* **Görev**
Kahramanmaraş'ın kurtuluşunu anlatan metin parçasına göre aşağıdaki ifadelerin her birine evet ya da hayır diye cevap verin. Kararı belirleyen sözcükleri metin parçasından değiştirmeden aktarın. (a) Kurtuluş mücadelesi 21 Ocak 1920'de Fransız güçlerine karşı başladı. (b) Mücadele 30 gün sürdükten sonra zaferle sonuçlandı. (c) Kaledeki Türk bayrağını yalnızca Fransızlar indirdi.

* **Metin Parçası**
Kahramanmaraş’ın Düşman
İşgalinden Kurtuluşunun 100. Yılının Hatırlattıkları
12 Şubat 2020
Kahramanmaraş’ın düşman işgalinden kurtuluşunun 100. Yıldönümü idi.
Kahramanmaraş kalesinden Türk bayrağını Ermeniler ve Fransızlar 27 Kasım
1919’da indirmiş, Fransız bayrağını çekmişlerdi. 21 Ocak 1920 günü Fransız
güçlerine karşı başlayan kurtuluş mücadelesi 22 gün sonra 12 Şubat 1920 sabahı
zaferle sonuçlandı. Her iki tarih de yani 27 Kasım ve 12 Şubat 100 yıl ara ile
ders alınması gerekecek kadar önemli tarihler. Kalenin düşmesinden ve Türk
bayrağının indirilmesinden tam 100 yıl sonra 27 Kasım 2019’da bu kez Türk
Bayrağını Libya ile yaptığımız deniz sınırlandırma anlaşması ile mavi
vatanımızın güney batı sınırına diktik. (Bu arada Libya ile imzalanan Mutabakat
Muhtırasının fikir babası ve mimarı Amiral Cihat Yaycı’nın da Kahramanmaraşlı
olması kaderin güzel bir cilvesi.)

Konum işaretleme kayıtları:
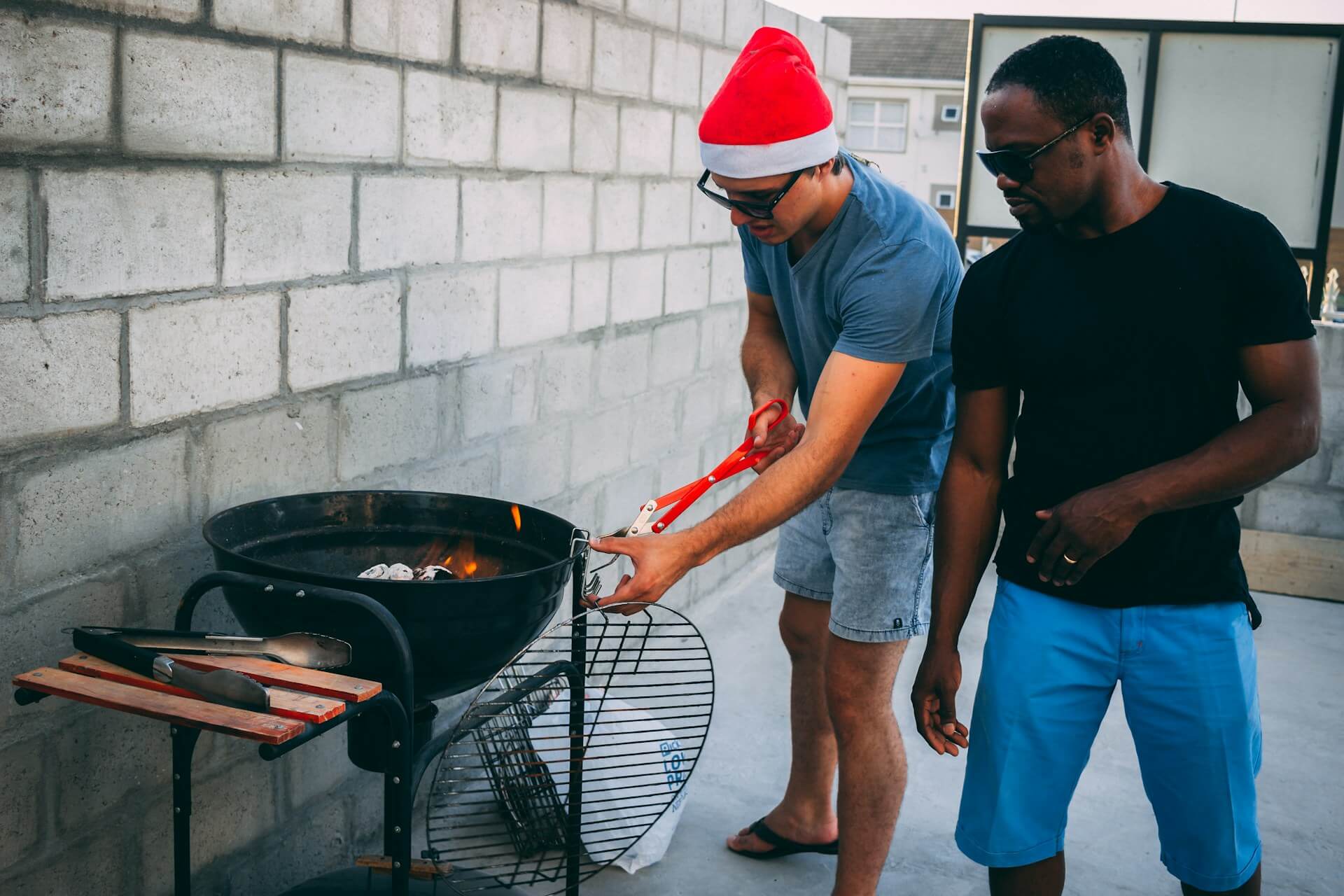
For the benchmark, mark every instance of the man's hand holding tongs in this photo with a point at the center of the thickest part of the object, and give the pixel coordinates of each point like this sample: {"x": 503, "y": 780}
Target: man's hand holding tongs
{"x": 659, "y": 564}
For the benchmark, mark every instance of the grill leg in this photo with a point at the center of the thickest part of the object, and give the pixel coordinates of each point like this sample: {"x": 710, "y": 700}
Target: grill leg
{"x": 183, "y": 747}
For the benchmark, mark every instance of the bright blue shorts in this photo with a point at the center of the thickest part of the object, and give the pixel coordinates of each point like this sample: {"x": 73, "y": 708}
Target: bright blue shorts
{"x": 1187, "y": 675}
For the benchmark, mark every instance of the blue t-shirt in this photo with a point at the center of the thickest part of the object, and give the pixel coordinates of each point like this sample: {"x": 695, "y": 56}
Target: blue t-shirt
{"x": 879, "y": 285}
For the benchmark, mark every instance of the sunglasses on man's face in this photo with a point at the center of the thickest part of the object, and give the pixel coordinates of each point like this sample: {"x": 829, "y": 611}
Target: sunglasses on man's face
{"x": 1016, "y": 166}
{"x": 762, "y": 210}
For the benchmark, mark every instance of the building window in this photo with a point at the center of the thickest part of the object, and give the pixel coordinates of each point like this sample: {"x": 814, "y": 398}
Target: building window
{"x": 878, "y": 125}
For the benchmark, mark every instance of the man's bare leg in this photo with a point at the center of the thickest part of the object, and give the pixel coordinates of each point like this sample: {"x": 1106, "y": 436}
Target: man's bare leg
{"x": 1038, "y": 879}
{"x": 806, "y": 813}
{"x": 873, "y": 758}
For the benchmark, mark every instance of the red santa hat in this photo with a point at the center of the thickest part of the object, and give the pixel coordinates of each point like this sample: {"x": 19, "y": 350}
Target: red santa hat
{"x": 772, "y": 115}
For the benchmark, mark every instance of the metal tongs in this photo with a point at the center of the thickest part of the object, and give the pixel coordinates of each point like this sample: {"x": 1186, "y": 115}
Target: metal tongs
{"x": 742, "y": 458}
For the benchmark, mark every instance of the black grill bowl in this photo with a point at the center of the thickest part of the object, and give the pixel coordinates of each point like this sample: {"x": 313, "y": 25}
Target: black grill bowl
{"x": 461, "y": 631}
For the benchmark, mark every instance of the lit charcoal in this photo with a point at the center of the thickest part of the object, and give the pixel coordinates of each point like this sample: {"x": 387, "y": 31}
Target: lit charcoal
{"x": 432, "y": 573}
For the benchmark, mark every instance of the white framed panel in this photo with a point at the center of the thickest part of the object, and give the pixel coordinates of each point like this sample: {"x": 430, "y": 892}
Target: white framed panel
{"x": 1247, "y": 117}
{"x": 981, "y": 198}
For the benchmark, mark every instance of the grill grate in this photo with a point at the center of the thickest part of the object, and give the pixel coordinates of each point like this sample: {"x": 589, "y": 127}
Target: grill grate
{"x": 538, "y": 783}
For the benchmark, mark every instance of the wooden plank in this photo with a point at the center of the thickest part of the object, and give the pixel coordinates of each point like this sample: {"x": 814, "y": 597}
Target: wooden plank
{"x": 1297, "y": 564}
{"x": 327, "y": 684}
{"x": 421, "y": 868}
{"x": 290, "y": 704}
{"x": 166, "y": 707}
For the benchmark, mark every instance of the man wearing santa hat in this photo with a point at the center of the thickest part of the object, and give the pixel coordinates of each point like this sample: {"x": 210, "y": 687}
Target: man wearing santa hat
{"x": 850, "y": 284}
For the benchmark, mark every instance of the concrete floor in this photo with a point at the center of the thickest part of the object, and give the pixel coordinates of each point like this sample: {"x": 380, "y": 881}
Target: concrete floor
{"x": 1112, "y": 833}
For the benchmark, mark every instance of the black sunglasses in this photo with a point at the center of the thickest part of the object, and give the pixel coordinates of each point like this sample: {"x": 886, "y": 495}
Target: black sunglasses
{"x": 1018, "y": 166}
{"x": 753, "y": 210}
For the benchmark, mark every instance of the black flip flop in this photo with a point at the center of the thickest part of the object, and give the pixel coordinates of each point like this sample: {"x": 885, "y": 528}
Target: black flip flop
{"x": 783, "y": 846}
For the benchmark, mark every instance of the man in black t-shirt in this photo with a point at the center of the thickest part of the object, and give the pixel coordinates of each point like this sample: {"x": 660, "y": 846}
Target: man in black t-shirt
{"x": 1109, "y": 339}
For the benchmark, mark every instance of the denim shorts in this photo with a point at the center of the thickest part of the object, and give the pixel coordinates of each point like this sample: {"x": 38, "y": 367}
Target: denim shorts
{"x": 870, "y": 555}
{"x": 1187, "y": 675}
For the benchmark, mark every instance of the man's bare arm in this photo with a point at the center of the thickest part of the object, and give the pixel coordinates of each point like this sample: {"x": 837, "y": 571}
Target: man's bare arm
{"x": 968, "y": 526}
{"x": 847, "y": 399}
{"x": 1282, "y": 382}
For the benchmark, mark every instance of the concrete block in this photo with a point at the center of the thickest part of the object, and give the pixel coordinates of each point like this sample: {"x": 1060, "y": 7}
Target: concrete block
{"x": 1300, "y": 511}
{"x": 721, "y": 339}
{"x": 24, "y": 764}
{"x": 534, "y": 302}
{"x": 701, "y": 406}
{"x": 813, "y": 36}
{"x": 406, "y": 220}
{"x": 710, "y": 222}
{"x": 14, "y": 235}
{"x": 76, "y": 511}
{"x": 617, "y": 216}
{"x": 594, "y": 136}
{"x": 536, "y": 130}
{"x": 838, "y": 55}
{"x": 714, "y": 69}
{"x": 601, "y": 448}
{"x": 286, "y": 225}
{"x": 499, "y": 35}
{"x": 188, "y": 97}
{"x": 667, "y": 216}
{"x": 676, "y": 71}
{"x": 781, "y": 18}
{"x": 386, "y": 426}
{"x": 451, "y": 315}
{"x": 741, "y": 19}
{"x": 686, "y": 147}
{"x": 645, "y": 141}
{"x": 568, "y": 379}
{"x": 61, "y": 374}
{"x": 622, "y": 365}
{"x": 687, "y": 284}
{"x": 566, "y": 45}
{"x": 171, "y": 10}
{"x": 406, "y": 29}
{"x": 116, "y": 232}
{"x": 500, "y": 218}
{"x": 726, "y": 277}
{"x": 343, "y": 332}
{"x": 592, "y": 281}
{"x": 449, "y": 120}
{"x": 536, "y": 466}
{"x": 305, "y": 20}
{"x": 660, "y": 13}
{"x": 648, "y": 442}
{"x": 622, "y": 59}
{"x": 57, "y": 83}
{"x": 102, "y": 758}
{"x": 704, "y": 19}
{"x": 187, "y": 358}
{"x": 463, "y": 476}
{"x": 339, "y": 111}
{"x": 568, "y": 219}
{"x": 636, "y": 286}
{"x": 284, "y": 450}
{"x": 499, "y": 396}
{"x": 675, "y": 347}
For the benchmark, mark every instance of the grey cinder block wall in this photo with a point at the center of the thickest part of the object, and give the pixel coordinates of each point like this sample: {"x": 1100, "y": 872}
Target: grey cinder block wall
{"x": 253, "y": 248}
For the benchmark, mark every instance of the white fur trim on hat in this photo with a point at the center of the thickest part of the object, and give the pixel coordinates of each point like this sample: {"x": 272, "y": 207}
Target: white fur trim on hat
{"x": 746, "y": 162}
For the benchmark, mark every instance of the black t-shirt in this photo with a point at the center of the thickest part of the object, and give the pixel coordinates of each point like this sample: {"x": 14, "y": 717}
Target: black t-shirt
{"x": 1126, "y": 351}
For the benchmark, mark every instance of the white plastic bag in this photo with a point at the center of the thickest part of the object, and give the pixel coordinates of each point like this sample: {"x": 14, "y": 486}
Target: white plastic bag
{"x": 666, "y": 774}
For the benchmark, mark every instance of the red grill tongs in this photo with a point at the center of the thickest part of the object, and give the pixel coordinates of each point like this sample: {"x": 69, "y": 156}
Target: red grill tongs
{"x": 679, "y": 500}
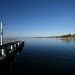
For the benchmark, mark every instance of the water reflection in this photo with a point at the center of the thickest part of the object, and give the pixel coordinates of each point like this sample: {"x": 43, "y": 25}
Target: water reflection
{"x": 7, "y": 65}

* **Alıştırma Çözümü**
(a) Evet: "21 Ocak 1920 günü Fransız güçlerine karşı başlayan kurtuluş mücadelesi"
(b) Hayır: "22 gün sonra 12 Şubat 1920 sabahı zaferle sonuçlandı"
(c) Hayır: "Kahramanmaraş kalesinden Türk bayrağını Ermeniler ve Fransızlar 27 Kasım 1919’da indirmiş"